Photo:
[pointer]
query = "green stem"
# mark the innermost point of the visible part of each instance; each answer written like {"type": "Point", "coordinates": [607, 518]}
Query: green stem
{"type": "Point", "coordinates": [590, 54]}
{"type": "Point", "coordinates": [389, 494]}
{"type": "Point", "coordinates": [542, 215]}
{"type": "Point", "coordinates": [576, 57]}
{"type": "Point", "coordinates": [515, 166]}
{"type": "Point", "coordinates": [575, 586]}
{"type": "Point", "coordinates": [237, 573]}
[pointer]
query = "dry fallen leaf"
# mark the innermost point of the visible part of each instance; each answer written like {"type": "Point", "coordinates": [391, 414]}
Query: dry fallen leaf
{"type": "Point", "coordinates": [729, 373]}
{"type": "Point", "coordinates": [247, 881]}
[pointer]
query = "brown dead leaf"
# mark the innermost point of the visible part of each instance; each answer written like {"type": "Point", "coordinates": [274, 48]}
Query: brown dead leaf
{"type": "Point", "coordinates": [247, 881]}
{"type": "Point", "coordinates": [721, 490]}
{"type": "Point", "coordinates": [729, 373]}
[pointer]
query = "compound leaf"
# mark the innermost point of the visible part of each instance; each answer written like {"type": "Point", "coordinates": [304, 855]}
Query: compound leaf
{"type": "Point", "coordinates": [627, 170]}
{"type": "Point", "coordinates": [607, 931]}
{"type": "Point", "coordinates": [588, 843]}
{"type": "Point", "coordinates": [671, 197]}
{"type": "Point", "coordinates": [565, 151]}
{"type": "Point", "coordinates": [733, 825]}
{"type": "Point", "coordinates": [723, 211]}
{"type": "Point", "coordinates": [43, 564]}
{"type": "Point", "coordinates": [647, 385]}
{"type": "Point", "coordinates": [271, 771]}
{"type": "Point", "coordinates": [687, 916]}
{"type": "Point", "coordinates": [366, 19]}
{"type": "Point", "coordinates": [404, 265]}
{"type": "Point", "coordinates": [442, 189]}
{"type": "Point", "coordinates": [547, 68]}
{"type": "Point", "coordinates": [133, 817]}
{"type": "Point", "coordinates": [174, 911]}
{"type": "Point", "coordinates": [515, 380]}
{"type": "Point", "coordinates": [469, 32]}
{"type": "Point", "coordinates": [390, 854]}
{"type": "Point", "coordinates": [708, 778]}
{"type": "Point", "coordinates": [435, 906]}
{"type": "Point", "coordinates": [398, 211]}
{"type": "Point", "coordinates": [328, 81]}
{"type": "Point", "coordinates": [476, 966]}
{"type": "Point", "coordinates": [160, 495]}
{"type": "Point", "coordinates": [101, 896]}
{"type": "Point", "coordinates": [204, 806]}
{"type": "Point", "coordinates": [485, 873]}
____________________
**Exercise prompt**
Write out the whole listing again. Match it word for word.

**Written solution**
Photo:
[pointer]
query = "green stem"
# mark the innermost point of the visible part of each instance; each answer written like {"type": "Point", "coordinates": [607, 518]}
Query: green stem
{"type": "Point", "coordinates": [590, 54]}
{"type": "Point", "coordinates": [389, 494]}
{"type": "Point", "coordinates": [542, 215]}
{"type": "Point", "coordinates": [576, 57]}
{"type": "Point", "coordinates": [515, 166]}
{"type": "Point", "coordinates": [575, 586]}
{"type": "Point", "coordinates": [237, 573]}
[pointer]
query = "dry fallen leaf"
# mark the innermost point of the visible part of each instance; each answer written like {"type": "Point", "coordinates": [391, 414]}
Query: dry fallen leaf
{"type": "Point", "coordinates": [729, 373]}
{"type": "Point", "coordinates": [247, 881]}
[pointer]
query = "brown dead leaf"
# mark the innermost point of the visible part of each instance; each answer written like {"type": "Point", "coordinates": [274, 48]}
Query: brown dead leaf
{"type": "Point", "coordinates": [247, 881]}
{"type": "Point", "coordinates": [721, 490]}
{"type": "Point", "coordinates": [729, 373]}
[pointer]
query = "compound leaf"
# mark the innermost point of the visible part of each instance; each answer written like {"type": "Point", "coordinates": [304, 855]}
Query: compound leaf
{"type": "Point", "coordinates": [627, 170]}
{"type": "Point", "coordinates": [607, 931]}
{"type": "Point", "coordinates": [588, 843]}
{"type": "Point", "coordinates": [671, 197]}
{"type": "Point", "coordinates": [565, 151]}
{"type": "Point", "coordinates": [733, 825]}
{"type": "Point", "coordinates": [723, 211]}
{"type": "Point", "coordinates": [43, 564]}
{"type": "Point", "coordinates": [647, 385]}
{"type": "Point", "coordinates": [271, 771]}
{"type": "Point", "coordinates": [687, 916]}
{"type": "Point", "coordinates": [366, 19]}
{"type": "Point", "coordinates": [404, 265]}
{"type": "Point", "coordinates": [442, 189]}
{"type": "Point", "coordinates": [547, 68]}
{"type": "Point", "coordinates": [133, 817]}
{"type": "Point", "coordinates": [174, 911]}
{"type": "Point", "coordinates": [515, 380]}
{"type": "Point", "coordinates": [469, 32]}
{"type": "Point", "coordinates": [390, 854]}
{"type": "Point", "coordinates": [708, 778]}
{"type": "Point", "coordinates": [435, 906]}
{"type": "Point", "coordinates": [398, 211]}
{"type": "Point", "coordinates": [328, 81]}
{"type": "Point", "coordinates": [476, 966]}
{"type": "Point", "coordinates": [160, 495]}
{"type": "Point", "coordinates": [101, 896]}
{"type": "Point", "coordinates": [204, 806]}
{"type": "Point", "coordinates": [485, 873]}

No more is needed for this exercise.